- [Extrait à lire]
-------------------------

Article original datant du 10/08/21
Un ancien haut fonctionnaire de la police du Capitole ayant connaissance de la réponse du département à l’attaque du 6 janvier a envoyé aux dirigeants du Congrès une lettre cinglante accusant deux de ses hauts responsables d’avoir mal géré les renseignements et de ne pas avoir réagi correctement pendant l’émeute.
Le lanceur d’alerte, qui a requis l’anonymat pour des raisons de confidentialité et qui a quitté la police plusieurs mois après l’attentat, a envoyé une lettre de 16 pages à la fin du mois dernier aux principaux membres des deux partis de la Chambre et du Sénat. Sa missive contient des allégations virulentes à l’encontre de Sean Gallagher, chef par intérim des opérations en uniforme de la police du Capitole, et de Yogananda Pittman, cheffe adjointe de la police chargé des opérations de protection et de renseignement, qui était également son ancienne cheffe par intérim.

-------------------------

- [Matériel fourni]
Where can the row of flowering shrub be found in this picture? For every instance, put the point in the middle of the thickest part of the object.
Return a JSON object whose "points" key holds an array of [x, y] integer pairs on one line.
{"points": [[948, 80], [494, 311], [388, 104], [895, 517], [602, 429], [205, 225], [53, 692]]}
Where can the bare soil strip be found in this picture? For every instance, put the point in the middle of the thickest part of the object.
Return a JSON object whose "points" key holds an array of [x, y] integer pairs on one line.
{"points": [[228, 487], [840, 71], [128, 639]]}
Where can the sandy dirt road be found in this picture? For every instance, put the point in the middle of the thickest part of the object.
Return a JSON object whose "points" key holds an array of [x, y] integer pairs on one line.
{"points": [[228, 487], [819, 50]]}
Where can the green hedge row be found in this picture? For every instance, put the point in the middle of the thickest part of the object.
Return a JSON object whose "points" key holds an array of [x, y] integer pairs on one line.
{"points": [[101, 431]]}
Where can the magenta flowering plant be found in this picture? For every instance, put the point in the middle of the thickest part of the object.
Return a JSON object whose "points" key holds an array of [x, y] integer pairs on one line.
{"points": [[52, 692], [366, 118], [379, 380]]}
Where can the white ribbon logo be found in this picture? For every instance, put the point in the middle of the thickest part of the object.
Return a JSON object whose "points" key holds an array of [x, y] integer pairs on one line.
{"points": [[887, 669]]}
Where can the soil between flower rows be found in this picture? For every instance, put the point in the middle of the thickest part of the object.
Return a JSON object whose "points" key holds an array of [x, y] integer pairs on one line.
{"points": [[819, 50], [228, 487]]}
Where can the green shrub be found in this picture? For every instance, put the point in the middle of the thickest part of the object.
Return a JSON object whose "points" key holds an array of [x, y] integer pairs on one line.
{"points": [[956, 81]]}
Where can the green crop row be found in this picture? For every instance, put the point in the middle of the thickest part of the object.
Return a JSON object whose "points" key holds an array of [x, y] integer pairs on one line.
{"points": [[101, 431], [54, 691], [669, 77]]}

-------------------------

- [Consigne 1]
Restituez mot pour mot le passage de l'article sur la police du Capitole qui commence à « Le lanceur d’alerte, qui » et se termine à « cheffe par intérim. ».
- [Consigne 2]
D'après l'article sur la police du Capitole, combien de pages fait la lettre du lanceur d'alerte ?

- [Bonne réponse 1]
Le lanceur d’alerte, qui a requis l’anonymat pour des raisons de confidentialité et qui a quitté la police plusieurs mois après l’attentat, a envoyé une lettre de 16 pages à la fin du mois dernier aux principaux membres des deux partis de la Chambre et du Sénat. Sa missive contient des allégations virulentes à l’encontre de Sean Gallagher, chef par intérim des opérations en uniforme de la police du Capitole, et de Yogananda Pittman, cheffe adjointe de la police chargé des opérations de protection et de renseignement, qui était également son ancienne cheffe par intérim.

- [Bonne réponse 2]
16 pages.